— Things to do —
1) According to the Computershare half-year earnings article, what interim dividend per share will shareholders receive?
2) List every item that the Computershare earnings article says is included in the company's reported statutory net profit.
3) Carry on the article about Computershare's 1H17 result from its last sentence.

— Extract provided —
- - - -
Stocks Special Reports LICs Credit Funds ETFs Tools SMSFs
Learn
Video Archive Article Archive
News Stocks Special Reports Funds ETFs Features SMSFs Learn
About

News

Computershare 1H17 result banks on business renewal, rising rates

Glenn Freeman  |  15 Feb 2017Text size  Decrease  Increase  |  

Page 1 of 1

Share registry services provider Computershare has reported US$150 million in non-adjusted statutory net profits after tax for 1H17, up 78 per cent from $84 million a year earlier.

 

Computershare (ASX: CPU) shareholders will receive an interim dividend of 17 cents a share, 30 per cent franked, up 6.3 per cent on the first half of fiscal 2016.

Computershare also reported earnings per share (EPS) of 27 cents, up 4.4 per cent in constant currency terms--which translates multiple-currency 1H17 results into US dollars, at 1H16 average exchange rates.

The company's reported statutory net profit includes $21.4 million amortisation, $39.6 million from the sale of its Australian head office premises, a $9.5 million one-off investment profit, along with other restructuring and acquisition costs.
- - - -
— Given information —
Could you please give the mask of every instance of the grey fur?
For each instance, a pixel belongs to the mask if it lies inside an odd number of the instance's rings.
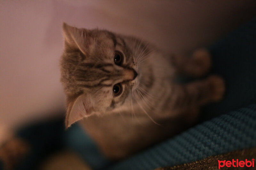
- - - -
— Results for each task —
1) 17 cents a share

2)
- $21.4 million amortization
- $39.6 million from the sale of its Australian head office premises
- A $9.5 million one-off investment profit
- Other restructuring and acquisition costs

3)
Underlying earnings before interest, tax, depreciation and amortisation (EBITDA)--which Computershare terms "management EBITDA"--was $180.7 million for the half, up 10.6 per cent on the same period in 2016. This figure excludes "margin income", which refers to interest earnings on money held on trust for clients of its registry business.

Just under 50 per cent of Computershare's 1H17 revenue was generated by its Register Maintenance business, which includes its core share registry operations. Business Services--dominated by its UK and US mortgage services operations, contributed 30 per cent of revenue--followed by 11 per cent of total revenue from its Employee Share Plans business.

"We are focused on building our two main organic growth engines, Mortgage Services and Employee Share Plans and improving our profitability across the group through efficiencies and cost reductions. Having set clear strategies to deliver sustained earnings growth, it is encouraging to see our execution is on track and earnings growth is emerging," said Computershare CEO, Stuart Irving.

He highlighted the modest growth in management EPS, up 4.4 per cent, and the 10.6 growth in management EBITDA over the period, "excluding FX movements and margin income, which was again affected by lower interest and reinvestment rates".

These adjustments are noted by Morningstar senior equity analyst, Gareth James, who reduced his fair value estimate of the company by 8 per cent, after assuming coverage in January this year.

At Computershare's then share price of $12.50--which had climbed to $13.60 at publication time--James believed shares in the narrow-moat company were overvalued.

The performance of its growing mortgage servicing business, "as well as the recently weak registry and employee share plan businesses," were his key areas of interest ahead of the 1H17 result.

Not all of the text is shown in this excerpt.